--- start of RECORDS FOR THIS EXERCISE ---

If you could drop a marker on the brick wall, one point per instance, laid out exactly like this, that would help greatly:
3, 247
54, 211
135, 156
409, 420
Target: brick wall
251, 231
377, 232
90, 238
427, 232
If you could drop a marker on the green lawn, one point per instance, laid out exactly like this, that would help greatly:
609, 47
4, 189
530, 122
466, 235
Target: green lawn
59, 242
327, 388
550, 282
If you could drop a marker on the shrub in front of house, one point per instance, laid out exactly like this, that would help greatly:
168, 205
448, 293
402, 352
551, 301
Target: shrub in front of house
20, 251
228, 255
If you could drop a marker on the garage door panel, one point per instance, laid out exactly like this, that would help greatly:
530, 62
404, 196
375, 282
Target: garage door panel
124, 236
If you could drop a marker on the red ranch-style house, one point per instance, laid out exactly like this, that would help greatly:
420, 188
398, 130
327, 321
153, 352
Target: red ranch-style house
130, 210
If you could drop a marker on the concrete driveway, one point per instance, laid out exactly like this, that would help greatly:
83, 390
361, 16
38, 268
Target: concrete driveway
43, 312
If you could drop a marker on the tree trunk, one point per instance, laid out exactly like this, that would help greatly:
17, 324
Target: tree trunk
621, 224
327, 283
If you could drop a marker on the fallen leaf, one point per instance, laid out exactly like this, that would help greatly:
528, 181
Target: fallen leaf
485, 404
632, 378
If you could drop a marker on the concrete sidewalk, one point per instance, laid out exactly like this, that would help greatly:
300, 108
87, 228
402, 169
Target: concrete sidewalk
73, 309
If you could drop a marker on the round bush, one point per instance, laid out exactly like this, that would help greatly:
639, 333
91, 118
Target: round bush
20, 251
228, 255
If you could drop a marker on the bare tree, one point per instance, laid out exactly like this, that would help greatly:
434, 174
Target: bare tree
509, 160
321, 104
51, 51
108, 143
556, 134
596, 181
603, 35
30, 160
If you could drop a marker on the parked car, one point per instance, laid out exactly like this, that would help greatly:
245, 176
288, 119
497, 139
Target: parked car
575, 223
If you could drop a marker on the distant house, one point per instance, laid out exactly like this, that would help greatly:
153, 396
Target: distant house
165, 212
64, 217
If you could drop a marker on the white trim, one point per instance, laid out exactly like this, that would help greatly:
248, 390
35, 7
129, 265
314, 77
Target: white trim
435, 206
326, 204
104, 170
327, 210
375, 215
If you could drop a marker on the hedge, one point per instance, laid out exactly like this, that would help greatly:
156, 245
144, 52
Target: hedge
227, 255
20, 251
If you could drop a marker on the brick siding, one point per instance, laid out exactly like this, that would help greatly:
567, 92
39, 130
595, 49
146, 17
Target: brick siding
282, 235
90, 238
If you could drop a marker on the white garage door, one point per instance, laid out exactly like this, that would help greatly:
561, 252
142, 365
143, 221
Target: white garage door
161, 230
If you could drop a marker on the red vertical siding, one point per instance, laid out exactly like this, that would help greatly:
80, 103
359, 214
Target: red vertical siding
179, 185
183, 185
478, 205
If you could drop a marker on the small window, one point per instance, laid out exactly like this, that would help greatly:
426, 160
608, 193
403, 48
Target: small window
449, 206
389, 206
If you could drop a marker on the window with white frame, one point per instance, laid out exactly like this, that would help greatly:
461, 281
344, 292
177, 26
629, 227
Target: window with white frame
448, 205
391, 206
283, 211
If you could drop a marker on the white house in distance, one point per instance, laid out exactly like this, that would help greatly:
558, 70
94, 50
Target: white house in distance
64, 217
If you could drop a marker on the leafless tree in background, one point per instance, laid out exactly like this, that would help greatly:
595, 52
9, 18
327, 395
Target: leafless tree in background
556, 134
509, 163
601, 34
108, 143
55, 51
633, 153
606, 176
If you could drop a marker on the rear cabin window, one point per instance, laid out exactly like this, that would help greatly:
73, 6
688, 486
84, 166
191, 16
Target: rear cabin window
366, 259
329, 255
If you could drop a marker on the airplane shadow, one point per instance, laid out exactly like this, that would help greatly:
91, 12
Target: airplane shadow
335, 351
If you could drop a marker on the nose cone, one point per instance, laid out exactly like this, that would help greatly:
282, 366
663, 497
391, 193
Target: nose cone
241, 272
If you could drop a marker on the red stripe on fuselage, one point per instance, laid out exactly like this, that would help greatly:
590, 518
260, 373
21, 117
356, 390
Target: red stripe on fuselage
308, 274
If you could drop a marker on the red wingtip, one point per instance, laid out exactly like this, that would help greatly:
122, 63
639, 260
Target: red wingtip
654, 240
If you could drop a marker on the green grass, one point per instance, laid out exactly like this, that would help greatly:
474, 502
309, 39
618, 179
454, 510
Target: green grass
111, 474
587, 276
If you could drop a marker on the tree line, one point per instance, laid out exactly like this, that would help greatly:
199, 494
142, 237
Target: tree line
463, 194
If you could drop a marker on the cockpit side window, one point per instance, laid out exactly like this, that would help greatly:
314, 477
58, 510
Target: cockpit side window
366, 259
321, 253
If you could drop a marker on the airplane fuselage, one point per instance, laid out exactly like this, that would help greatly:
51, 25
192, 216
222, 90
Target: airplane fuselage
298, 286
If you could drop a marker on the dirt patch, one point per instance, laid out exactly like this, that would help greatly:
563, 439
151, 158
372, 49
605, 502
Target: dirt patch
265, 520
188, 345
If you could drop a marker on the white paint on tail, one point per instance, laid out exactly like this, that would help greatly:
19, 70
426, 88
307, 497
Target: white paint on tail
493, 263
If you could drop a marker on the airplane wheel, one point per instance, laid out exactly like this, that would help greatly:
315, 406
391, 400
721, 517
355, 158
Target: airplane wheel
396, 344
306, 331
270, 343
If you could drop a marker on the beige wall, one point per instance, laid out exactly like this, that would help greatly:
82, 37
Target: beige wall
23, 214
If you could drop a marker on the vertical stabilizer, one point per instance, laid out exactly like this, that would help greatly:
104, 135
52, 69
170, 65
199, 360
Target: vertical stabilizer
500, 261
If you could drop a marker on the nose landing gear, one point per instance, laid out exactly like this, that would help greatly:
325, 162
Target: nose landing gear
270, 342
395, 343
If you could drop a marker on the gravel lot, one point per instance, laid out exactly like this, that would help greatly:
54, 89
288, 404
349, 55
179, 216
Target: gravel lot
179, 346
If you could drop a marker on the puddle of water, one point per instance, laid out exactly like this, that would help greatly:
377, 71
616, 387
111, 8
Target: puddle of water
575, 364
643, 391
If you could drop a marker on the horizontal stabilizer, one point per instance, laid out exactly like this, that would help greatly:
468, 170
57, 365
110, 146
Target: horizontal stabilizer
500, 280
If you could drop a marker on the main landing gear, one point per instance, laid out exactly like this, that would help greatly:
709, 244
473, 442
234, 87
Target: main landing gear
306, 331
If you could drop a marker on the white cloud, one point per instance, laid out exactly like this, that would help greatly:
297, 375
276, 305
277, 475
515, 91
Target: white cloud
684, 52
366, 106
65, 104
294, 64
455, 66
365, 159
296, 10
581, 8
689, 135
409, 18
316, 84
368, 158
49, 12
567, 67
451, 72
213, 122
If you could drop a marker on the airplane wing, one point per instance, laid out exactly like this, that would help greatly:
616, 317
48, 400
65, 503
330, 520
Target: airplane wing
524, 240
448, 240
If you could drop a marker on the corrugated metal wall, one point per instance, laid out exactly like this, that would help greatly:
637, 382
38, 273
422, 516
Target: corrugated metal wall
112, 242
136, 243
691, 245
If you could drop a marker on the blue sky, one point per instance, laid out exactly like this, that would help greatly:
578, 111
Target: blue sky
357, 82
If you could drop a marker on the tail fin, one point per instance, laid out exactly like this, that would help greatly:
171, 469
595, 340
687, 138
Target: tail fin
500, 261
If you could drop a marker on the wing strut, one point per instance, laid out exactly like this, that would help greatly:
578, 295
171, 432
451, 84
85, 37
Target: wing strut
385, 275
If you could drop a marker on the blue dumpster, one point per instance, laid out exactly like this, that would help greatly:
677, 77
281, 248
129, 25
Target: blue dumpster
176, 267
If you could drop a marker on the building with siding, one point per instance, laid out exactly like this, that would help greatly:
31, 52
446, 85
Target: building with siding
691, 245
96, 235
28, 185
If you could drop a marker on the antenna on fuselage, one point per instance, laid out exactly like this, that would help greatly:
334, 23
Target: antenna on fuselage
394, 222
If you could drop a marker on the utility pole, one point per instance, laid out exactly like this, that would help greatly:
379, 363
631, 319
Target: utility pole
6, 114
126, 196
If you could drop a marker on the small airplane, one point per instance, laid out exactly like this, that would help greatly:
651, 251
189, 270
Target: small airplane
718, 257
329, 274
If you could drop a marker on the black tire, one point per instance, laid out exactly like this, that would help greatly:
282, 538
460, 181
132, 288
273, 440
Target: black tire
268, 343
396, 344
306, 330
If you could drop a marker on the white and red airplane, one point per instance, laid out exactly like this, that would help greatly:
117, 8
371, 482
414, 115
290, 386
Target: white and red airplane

--- end of RECORDS FOR THIS EXERCISE ---

#### EXERCISE BRIEF:
Extract the lines exactly, beginning with the line that contains "If you could drop a marker on the white and" and continuing through the last line of the records.

#### EXERCISE SOLUTION:
If you could drop a marker on the white and red airplane, one point per instance, laid out exactly like this, that would help greatly:
117, 8
371, 482
414, 115
290, 386
Target: white and red airplane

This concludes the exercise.